**PASSAGE FOR REVIEW**
========================================

Anthracnose, rust, bean common mosaic, and common blight are among the world’s most economically significant bean diseases. The brown cankers, rust-colored spores, mottled leaves, and lemon-yellow lesions that plague afflicted plants can foreshadow obliteration of an entire crop.

In the ARS Vegetable Laboratory of the Plant Sciences Institute in Beltsville, Maryland, Pastor-Corrales is breeding beans to improve genetic resistance to these diseases—with great success. He plans to extend his techniques soon to combat a new disease threatening the nation’s common beans: Asian soybean rust.

Pyramid Scheme

The United States is one of the world’s top five bean producers. In 2005, American bean farmers harvested about 1.5 million acres of dry beans (kidney-shaped legumes like black, navy, and pinto) and 18,800 acres of snap beans, which grow in slender, edible pods. Although world genebanks hold about 40,000 bean varieties, only a fraction are mass-produced for regular consumption. Pastor-Corrales attributes beans’ vulnerability to pathogens to this lack of genetic diversity.

========================================

**STUDY QUESTIONS**
1 - According to the bean disease passage, in what city and state is the ARS Vegetable Laboratory?
2 - Edit the bean disease passage by writing it out again starting with "Anthracnose, rust, bean" and going on through "an entire crop.", with "financially" in place of "economically".

Records contained in a dataset:
========================================

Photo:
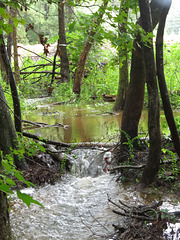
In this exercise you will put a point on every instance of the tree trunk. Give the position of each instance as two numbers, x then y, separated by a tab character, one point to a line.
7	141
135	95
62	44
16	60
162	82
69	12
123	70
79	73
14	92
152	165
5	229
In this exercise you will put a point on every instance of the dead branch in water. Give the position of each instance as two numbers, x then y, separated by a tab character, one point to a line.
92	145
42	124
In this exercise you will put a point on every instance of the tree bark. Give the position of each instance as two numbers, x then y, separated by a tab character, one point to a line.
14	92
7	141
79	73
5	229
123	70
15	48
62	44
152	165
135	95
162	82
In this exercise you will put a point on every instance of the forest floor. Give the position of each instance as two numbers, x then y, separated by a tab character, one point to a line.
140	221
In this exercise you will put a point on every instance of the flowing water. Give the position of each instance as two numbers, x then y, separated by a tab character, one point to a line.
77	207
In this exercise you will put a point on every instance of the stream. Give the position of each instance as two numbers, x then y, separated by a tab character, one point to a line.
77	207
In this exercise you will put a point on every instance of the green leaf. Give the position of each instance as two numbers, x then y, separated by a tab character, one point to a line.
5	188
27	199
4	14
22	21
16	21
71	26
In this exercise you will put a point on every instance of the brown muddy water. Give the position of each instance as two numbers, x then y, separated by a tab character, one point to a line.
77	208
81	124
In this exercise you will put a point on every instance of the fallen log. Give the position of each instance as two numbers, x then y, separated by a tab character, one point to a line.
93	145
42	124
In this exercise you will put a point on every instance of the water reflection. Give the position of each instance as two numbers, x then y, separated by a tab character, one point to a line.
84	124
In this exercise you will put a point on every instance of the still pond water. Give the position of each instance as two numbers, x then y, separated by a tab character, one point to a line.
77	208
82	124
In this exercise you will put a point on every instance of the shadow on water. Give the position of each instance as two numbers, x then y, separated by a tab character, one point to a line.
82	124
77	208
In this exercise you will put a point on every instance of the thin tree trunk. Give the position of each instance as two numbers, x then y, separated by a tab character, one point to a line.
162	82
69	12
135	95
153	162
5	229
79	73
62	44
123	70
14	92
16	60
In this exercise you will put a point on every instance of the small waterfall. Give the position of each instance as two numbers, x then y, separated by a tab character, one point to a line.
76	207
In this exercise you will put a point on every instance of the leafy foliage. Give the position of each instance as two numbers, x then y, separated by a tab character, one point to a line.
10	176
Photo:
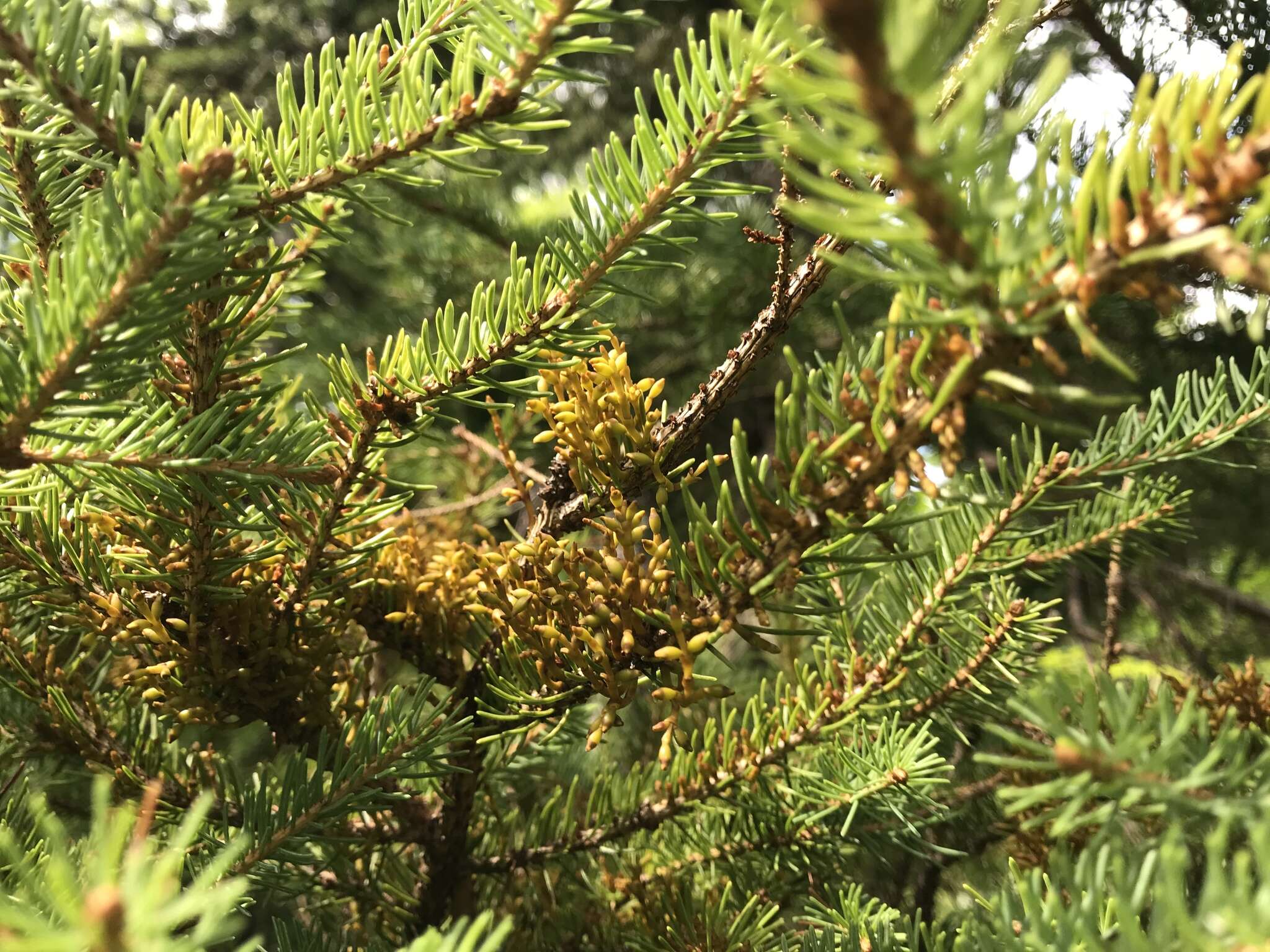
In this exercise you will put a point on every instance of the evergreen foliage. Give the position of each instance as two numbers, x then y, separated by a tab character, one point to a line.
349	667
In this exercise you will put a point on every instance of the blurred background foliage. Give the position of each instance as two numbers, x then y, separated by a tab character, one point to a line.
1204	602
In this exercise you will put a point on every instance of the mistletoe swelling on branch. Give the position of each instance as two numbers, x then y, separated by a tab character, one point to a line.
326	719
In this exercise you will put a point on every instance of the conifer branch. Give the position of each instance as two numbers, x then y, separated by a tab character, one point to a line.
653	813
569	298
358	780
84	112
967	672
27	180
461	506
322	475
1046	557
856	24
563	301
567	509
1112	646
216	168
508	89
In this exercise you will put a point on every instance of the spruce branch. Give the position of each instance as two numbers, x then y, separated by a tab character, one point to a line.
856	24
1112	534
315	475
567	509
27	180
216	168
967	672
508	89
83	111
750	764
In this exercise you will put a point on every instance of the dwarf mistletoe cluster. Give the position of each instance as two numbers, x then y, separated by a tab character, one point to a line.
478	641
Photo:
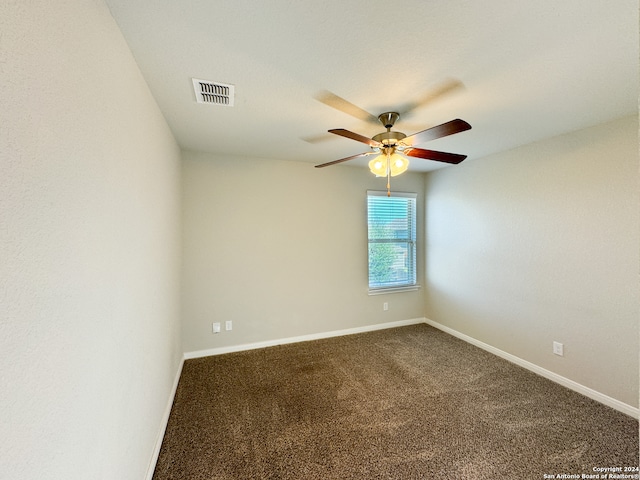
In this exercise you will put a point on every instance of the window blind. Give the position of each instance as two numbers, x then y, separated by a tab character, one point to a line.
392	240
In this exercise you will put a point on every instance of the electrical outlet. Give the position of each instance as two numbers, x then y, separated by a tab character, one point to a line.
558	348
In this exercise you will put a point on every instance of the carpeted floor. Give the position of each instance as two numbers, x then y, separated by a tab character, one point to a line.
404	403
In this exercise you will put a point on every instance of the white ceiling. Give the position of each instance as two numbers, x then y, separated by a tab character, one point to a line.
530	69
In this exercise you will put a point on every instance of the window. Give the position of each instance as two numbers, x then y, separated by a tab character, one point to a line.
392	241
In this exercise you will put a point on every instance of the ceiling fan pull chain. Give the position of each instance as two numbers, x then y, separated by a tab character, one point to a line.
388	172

========================================

**TASK RESULTS**
1 - Beltsville, Maryland.

2 -
Anthracnose, rust, bean common mosaic, and common blight are among the world’s most financially significant bean diseases. The brown cankers, rust-colored spores, mottled leaves, and lemon-yellow lesions that plague afflicted plants can foreshadow obliteration of an entire crop.